Main problems: current databases permit us to be lazy, permit bad design, allow unconstrained data, have poor type systems, and permit sloppy integrity (if any).

Maybe what we need is something like TrueRelationalFileMaker? or TrueRelationalBento? with TrueRelationalToPseudoRelationalMapping capabilities

That can help and also languages/systems inventions that make the database more accessible and easier to just use and design things correctly.. the database should be thought of as a data structure or variable right in our programs (relvar vs table). RelProject and TutorialDee seems like it is headed this direction.

Yes but TheThirdManifestoNeedsToRideaHypeWave? somebody has to to create an TrueRelationalToPseudoRelationalMapping that surfs right in the middle of the somene elses hype (or create its own) now, TheThirdManifesto was written a lot of years ago, and so far it has not created its own HypeWave?, and since we need one of those to force the market in to including this kind of technology in mainstream databases and frameworks... I think the best practical solution would be to add a TrueRelationalToPseudoRelationalMapping to RubyOnRails, or to AptanaJaxer? (with or without GoogleGears on the client side) (in fact adding it to AptanaJaxer? might be the best way since I rememeber reading somewhere in the Wiki that prototype based languages suffer from a much milder form of the ObjectRelationalMappingImpedanceMismatch?)... What do you guys think? I think it may be the only practical way to force the market in to ImproveDatabasesOrElse --LuxSpes

Personally, I think the best way to ImproveDatabasesOrElse is to create slicker, easier-to-use administration tools for true relational databases, and provide conventional application interfaces like ODBC and JDBC so they can be used by virtually any application development environment. At the same time, work should be done on creating integrated, easy-to-use application development environments that incorporate both client-side and DBMS functionality into a single, cohesive, unified whole.] -- DaveVoorhis

Use a product and create a company to educate people and offer proper documentation and education with the product. The problem is simply time, luck, and other such things. Looking at what Dataphor has done will be a good start.. and heavily researching RelProject and other things are on my to do list (along with reading as many PDF files from Darwen/Date et al).

Goals:
1) Set down the part of the database discussion starting at "That can help" and ending at "headed this direction.".
2) In the database discussion, which conventional application interfaces does DaveVoorhis say true relational databases should provide?
3) Summarize the database discussion in two sentences.

Data supplied:
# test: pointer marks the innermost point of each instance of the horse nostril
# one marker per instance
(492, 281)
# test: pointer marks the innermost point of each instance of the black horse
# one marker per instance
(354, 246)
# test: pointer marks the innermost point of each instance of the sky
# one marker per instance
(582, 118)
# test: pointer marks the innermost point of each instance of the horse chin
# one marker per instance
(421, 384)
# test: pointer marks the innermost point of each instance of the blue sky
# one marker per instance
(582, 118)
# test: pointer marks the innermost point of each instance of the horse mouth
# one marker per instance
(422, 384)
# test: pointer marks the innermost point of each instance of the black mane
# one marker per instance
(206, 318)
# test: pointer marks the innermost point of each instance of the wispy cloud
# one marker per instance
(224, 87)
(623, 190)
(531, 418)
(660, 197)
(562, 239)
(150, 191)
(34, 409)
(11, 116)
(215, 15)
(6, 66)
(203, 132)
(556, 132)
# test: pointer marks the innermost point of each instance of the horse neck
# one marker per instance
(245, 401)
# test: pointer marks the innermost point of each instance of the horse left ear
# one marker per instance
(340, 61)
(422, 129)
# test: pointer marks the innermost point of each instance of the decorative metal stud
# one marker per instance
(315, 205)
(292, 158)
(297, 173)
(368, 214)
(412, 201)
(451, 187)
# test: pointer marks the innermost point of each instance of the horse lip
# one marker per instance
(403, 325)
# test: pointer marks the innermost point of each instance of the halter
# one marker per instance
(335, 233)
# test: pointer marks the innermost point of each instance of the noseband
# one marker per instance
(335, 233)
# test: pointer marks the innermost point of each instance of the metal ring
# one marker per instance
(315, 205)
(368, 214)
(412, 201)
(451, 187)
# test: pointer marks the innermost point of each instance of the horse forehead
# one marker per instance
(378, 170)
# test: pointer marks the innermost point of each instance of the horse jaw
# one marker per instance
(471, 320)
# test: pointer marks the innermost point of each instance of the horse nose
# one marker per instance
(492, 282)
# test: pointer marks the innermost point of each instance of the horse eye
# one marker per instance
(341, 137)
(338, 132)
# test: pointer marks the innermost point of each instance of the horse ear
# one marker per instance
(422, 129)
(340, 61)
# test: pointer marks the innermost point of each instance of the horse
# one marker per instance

Solutions by task:
1)
That can help and also languages/systems inventions that make the database more accessible and easier to just use and design things correctly.. the database should be thought of as a data structure or variable right in our programs (relvar vs table). RelProject and TutorialDee seems like it is headed this direction.

2) ODBC and JDBC.

3) The database discussion says current databases permit laziness, bad design, unconstrained data, poor type systems and sloppy integrity, and it suggests languages and systems that make databases easier to use and design correctly. Participants propose adding a TrueRelationalToPseudoRelationalMapping to RubyOnRails or AptanaJaxer, creating slicker administration tools with ODBC and JDBC interfaces, or building a company around a product that offers proper documentation and education.